+++ Extracted information
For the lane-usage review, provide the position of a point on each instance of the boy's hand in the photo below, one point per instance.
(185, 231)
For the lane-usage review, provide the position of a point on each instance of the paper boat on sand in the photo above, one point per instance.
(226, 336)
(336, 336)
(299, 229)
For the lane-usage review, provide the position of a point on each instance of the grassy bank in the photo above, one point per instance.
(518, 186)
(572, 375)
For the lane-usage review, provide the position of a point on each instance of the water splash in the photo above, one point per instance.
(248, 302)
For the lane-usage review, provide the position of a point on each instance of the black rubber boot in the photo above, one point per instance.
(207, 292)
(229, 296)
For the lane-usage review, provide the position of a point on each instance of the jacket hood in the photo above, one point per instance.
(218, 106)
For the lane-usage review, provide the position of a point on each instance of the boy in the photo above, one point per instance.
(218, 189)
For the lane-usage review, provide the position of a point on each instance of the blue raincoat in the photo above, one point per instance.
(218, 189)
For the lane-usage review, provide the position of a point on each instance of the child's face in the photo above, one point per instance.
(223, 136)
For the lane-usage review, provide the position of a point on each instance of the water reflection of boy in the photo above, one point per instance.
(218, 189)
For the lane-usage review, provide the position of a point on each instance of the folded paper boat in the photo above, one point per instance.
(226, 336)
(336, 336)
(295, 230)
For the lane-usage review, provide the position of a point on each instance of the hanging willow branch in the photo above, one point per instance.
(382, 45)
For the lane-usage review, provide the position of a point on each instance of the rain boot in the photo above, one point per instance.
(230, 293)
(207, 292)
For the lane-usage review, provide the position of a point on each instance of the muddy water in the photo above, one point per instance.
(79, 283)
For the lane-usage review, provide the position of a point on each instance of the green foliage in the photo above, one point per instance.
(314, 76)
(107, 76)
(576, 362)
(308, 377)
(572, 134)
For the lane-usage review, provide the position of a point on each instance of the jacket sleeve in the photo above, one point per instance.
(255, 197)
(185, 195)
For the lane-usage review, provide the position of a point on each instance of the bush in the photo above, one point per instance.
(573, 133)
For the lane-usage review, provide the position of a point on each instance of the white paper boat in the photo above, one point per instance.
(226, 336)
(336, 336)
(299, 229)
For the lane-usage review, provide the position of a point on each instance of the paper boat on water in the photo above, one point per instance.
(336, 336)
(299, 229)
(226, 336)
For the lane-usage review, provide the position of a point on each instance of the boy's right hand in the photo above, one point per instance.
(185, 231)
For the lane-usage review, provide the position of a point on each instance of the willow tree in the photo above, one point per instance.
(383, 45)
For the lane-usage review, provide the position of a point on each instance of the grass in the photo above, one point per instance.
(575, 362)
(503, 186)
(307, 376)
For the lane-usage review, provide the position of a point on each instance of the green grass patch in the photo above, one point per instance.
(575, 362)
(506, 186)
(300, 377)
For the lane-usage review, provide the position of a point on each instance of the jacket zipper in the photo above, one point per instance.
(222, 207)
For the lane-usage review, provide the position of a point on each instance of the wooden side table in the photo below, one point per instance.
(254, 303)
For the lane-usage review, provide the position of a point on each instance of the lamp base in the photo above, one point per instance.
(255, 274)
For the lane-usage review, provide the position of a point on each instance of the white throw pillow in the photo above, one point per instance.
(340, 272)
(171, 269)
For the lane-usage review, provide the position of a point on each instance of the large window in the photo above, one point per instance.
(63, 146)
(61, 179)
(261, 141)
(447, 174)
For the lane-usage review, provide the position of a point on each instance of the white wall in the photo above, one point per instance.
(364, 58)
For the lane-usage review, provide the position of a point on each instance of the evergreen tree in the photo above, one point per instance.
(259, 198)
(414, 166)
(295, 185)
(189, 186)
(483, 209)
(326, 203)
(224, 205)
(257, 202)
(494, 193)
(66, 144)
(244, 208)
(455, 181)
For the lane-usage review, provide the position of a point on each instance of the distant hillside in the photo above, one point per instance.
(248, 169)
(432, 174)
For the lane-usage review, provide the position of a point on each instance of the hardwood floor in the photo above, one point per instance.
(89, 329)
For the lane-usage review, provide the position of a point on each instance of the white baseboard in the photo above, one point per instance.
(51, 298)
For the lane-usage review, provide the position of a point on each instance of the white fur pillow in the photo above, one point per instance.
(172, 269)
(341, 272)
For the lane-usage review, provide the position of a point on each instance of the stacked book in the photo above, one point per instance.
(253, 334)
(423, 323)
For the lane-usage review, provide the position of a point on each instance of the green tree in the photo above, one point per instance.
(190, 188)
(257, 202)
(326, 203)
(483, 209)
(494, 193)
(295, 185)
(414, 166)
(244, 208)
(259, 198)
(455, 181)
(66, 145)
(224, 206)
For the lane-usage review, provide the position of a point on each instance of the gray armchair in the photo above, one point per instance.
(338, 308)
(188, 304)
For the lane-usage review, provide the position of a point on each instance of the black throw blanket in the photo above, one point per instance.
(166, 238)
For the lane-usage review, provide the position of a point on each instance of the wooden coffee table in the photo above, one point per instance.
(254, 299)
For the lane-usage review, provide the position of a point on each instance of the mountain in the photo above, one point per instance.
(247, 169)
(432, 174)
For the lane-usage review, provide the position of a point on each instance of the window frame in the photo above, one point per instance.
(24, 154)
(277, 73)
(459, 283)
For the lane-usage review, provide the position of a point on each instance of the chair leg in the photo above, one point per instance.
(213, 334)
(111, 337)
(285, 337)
++++++
+++ Extracted information
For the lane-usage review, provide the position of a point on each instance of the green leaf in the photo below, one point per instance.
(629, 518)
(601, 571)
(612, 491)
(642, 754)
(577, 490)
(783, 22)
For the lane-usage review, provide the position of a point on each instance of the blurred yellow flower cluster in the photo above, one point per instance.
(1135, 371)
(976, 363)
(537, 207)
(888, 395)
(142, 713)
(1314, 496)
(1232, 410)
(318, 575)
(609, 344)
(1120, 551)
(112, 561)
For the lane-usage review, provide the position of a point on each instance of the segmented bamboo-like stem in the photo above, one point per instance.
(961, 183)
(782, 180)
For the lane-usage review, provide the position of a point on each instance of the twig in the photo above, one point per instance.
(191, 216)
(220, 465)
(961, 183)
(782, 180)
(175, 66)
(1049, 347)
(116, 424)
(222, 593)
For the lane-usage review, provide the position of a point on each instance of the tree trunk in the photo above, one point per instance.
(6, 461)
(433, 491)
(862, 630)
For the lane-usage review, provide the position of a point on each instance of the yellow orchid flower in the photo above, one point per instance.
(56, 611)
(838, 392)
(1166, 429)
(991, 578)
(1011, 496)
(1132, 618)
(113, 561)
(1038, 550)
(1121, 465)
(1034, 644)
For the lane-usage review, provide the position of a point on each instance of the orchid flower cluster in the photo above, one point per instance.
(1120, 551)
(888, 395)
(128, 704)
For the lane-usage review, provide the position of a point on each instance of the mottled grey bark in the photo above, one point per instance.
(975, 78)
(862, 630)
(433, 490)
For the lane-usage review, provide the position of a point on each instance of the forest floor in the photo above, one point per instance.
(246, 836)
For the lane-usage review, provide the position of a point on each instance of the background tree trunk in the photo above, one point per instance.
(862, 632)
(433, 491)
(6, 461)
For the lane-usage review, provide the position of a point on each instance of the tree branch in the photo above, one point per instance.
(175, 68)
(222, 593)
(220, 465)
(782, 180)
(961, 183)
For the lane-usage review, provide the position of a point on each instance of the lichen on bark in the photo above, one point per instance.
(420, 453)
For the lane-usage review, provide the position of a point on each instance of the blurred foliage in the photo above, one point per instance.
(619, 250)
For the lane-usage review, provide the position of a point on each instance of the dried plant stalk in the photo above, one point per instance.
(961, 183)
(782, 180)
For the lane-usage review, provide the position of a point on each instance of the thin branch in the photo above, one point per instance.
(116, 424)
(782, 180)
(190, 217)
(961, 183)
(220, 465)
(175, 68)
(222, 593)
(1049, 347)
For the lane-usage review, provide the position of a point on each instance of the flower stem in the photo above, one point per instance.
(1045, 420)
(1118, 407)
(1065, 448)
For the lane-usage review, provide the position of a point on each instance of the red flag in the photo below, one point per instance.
++++++
+++ Extracted information
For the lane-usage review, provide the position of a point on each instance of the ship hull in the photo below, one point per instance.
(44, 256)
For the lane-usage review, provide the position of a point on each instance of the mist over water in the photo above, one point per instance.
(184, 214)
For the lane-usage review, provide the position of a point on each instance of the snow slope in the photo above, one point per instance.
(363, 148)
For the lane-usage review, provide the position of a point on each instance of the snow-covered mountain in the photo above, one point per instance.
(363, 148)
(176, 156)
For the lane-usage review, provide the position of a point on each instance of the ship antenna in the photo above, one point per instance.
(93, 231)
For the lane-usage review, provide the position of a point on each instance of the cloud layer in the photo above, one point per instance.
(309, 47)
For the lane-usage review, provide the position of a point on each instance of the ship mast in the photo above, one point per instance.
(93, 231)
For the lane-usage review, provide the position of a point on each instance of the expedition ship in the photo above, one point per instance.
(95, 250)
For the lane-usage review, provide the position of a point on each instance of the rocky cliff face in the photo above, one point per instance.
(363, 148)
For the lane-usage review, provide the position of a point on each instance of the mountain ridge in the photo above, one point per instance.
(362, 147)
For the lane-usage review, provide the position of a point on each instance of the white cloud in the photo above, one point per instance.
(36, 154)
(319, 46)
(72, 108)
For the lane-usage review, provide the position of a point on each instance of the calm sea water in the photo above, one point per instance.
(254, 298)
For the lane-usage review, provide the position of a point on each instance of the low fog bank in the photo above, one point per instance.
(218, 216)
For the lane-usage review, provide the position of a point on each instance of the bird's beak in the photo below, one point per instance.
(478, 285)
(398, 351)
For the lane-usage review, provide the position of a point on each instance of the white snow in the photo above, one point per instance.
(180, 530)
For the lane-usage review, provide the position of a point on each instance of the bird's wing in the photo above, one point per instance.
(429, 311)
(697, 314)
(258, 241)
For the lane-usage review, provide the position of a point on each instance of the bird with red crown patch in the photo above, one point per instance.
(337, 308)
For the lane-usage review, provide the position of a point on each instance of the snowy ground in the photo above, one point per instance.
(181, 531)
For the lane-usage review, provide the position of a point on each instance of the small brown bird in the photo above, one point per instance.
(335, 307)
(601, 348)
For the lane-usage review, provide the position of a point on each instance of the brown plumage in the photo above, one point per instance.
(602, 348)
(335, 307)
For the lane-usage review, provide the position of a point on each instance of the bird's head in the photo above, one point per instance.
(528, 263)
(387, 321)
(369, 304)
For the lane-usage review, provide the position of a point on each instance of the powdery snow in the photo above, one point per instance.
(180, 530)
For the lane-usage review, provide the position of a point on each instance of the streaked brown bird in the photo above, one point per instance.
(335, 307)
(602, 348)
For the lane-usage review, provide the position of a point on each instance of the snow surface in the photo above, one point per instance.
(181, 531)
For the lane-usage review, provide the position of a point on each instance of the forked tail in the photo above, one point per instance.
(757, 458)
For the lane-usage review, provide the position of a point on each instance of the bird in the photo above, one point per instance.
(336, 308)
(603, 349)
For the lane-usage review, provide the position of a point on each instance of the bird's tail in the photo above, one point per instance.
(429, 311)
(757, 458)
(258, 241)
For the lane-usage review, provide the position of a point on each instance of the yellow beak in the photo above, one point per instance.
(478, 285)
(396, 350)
++++++
### Your assignment
With the first line being the one containing "of the lichen" and the last line the one containing "the red flag", transcribe exactly the lines above that fall in that range.

### Answer space
For the lane-usage review, provide the position of a point on each instance of the lichen on bark in the photo above, one point per instance.
(420, 453)
For the lane-usage review, provide the position of a point on each instance of the blurred foliage in the photo above, one point per instance.
(619, 250)
For the lane-usage review, provide the position of a point on each instance of the dried plant stalk in the photo above, one point per instance.
(961, 183)
(782, 180)
For the lane-usage review, provide the position of a point on each instance of the thin branch in the photo above, one point per instance.
(116, 424)
(782, 180)
(190, 217)
(961, 183)
(220, 465)
(175, 68)
(222, 593)
(1049, 347)
For the lane-usage review, provide the position of a point on each instance of the flower stem in the photo above, one point per instance.
(1045, 420)
(1118, 407)
(1065, 448)
For the lane-usage review, provide the position of a point on each instance of the red flag in the photo below, one point per instance.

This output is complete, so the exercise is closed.